# PASSAGE PRÉSENTÉ
Thomas Jolly © Anthony Dorfmann
On remercie Thomas Jolly ne pas avoir éprouvé le besoin de faire les pieds au mur, et d’avoir su monter ce Roméo et Juliette sans s’embarrasser de flashbacks à l’hospice ou de transferts psychanalytiques. Même si la grande structure tournante qui emprunte à l’escalier de l’Opéra Garnier paraît d’abord un peu biscornue, Bruno de Lavenère livre un décor efficace qui permet de fort beaux effets, notamment quand les costumes noir-blanc-rouge de Sylvette Dequest rendent un superbe hommage à la fameuse scène colorisée du Fantôme de l’Opéra dans la version de 1925. Les éclairages de Benjamin Travert, fidèle collaborateur de Thomas Jolly, exploitent parfaitement le lieu, y compris la salle. Les chorégraphies de Josépha Madoki convoquent le spectre de Robert le Diable pour la vision du tombeau qu’a Juliette au moment de boire le poison, une douzaine de mariées pétrifiées y étant soudain prise de frénésie (le ballet du quatrième acte étant ici donné, alors qu’il est régulièrement coupé dans Faust).

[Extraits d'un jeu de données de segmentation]
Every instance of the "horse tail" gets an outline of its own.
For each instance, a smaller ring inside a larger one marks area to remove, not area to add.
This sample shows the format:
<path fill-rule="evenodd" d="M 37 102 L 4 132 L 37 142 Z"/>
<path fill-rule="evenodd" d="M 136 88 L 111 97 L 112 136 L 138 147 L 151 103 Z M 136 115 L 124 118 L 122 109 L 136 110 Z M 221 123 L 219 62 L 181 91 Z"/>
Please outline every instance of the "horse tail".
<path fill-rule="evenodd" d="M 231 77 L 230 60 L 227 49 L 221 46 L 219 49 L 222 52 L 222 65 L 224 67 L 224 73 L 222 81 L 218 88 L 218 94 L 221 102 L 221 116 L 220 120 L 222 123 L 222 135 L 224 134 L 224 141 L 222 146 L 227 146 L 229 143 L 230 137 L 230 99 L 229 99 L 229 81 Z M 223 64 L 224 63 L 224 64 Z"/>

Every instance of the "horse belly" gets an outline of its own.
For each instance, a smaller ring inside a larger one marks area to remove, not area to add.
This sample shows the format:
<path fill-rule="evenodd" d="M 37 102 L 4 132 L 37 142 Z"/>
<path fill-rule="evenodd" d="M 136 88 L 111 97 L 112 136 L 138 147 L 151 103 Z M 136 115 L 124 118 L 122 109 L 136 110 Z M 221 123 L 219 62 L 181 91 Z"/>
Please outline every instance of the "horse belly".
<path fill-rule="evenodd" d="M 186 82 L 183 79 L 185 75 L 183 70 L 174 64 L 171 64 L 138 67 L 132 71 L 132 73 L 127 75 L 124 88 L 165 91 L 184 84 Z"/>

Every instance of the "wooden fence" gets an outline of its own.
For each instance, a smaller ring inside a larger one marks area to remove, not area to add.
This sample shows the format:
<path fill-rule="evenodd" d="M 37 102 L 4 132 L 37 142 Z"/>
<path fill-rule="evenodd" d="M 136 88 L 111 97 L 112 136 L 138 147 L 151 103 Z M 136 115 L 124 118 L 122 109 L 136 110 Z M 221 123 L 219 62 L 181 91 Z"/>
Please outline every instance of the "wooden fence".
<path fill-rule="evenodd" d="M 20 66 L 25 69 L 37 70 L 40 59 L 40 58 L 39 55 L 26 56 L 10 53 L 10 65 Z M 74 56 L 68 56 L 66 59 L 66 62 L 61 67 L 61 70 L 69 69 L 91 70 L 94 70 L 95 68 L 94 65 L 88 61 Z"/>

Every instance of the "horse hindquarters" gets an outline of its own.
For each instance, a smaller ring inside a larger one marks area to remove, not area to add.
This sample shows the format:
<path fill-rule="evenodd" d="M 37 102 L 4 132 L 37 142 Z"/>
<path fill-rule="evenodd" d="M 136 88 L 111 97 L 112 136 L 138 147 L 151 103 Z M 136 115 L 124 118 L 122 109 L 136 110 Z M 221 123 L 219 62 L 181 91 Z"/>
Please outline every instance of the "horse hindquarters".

# CONSIGNE
Traduisez en anglais cette phrase du passage présenté : « Les éclairages de Benjamin Travert, fidèle collaborateur de Thomas Jolly, exploitent parfaitement le lieu, y compris la salle. » Les entrées n'ont aucun rôle dans ce travail.

# RÉSULTAT
The lighting by Benjamin Travert, a faithful collaborator of Thomas Jolly, makes perfect use of the venue, including the auditorium.